*** Source text ***

Isn't the distinction between ritual abuse and regular abuse the "ritual" part? I mean, the purpose isn't simply to get off or feed a pedophile need, it's to worship Satan or something like that. Kind of the difference between enjoying bread and receiving the Eucharist.
It seems to me a pedophile wouldn't fit the picture as much as a religious zealot would. In fact, the perpetrator might find it completely disgusting, but necessary. Is there a way to distinguish the real ritual offender from someone who dresses up in a costume to do what they'd do anyhow?
Pedophiles might use any props or narratives to manipulate children for their purposes.
"Ritual abuse," however, involves a cluster of myths:
- Multiple personality disorder (which has lately been repackaged as dissociative identity disorder)
- Recovered memory
- Bizarre ceremonies with sexual overtones, involving multiple offenders and multiple child victims
Ritual abuse is similar to alien abductions, in that it involves extraordinary claims for which there is never any physical proof or independent corroboration.
The social phenomenon can be traced to a couple of books:
Sybil
Michelle Remembers
In the 1980s, the US experienced a rash of criminal prosecutions involving allegations of ritual abuse by daycare workers. Prosecutors and social workers used bribes and threats to get young children to describe abuse that never happened. The resulting stories combined the sexual preoccupation of adults with the fantasies of young children. Clowns and secret rooms became part of the lore. In the McMartin preschool case, authorities spent months digging for non-existent tunnels under the school.
Juries suspended all disbelief and convicted scores of innocent defendants, and it took years to get these people out of prison. I think a few are still locked up.

***

Your objective → Please extend the forum discussion of ritual abuse claims above, picking up after its final sentence.

*** Dataset content ***

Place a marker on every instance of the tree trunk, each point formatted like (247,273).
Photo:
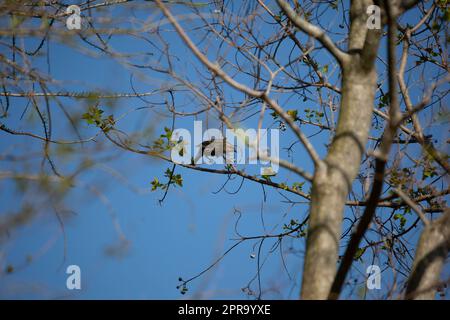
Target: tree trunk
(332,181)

***
*** Dataset content ***

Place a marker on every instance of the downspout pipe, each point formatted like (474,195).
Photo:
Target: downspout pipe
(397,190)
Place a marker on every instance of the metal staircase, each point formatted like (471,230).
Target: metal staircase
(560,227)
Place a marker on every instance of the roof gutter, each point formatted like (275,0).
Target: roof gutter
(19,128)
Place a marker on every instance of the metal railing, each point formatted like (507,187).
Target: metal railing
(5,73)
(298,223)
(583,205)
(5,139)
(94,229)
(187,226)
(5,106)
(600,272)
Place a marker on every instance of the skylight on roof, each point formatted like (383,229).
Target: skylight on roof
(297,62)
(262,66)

***
*** Dataset content ***

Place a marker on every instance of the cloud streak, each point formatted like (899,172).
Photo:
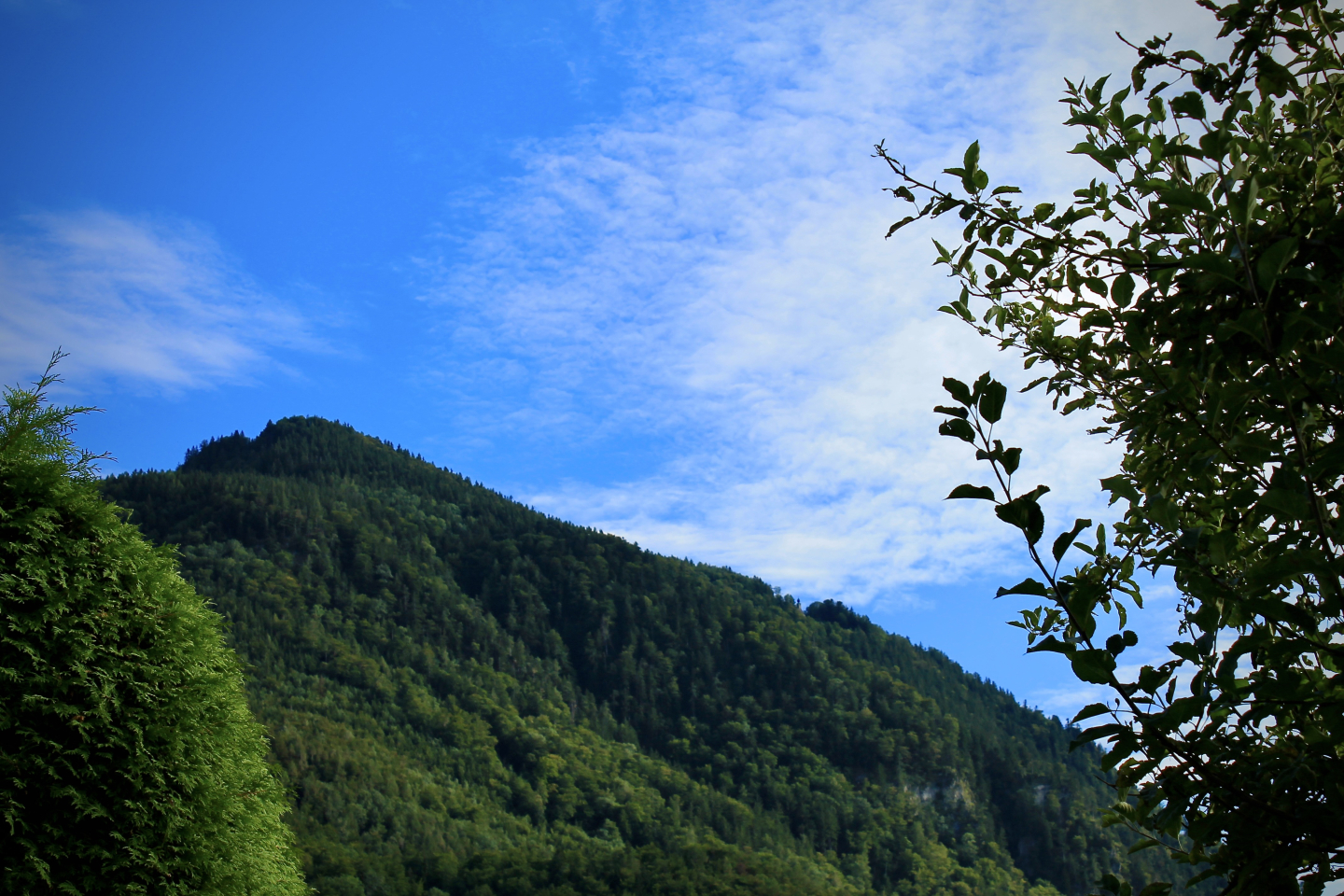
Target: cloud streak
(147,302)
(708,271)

***

Response to this task →
The single best book about this phenomenon is
Satan's Silence by Debbie Nathan. I passed on my copy years ago, and recently bought a Kindle version for $3. It was littered with OCR typos. but the content was all there. Now that I have recommended it in a number of posts, the publisher has withdrawn it. I wrote Nathan about this but haven't heard back.
But, for $11, you can buy the Kindle edition of
No Crueler Tyrannies by Dorothy Rabinowitz. It too is an excellent book, but it doesn't probe the origins of this phenomenon in as much detail as Nathan's book.
Meanwhile, the myths related to ritual abuse - recovered memory and multiple personalities caused by childhood trauma - continue to percolate through a subculture of fraudulent therapists and their troubled patients. A crank by the name of Judy Byington has published a book called
Twenty-Two Faces. The warriors of JREF are doing battle with Byington and her acolytes on the Amazon comments section, and they are discussing this effort
here.
Now comes this zany case in the UK, where the myth of ritual abuse has been dusted off and presented once again in a criminal trial that ended with a conviction. Byington and her fans are ebullient... here's proof that ritual abuse really does exist!
That's why this case needs to be examined. It affords an official endorsement of pop-culture nonsense that has harmed a lot of people over the years.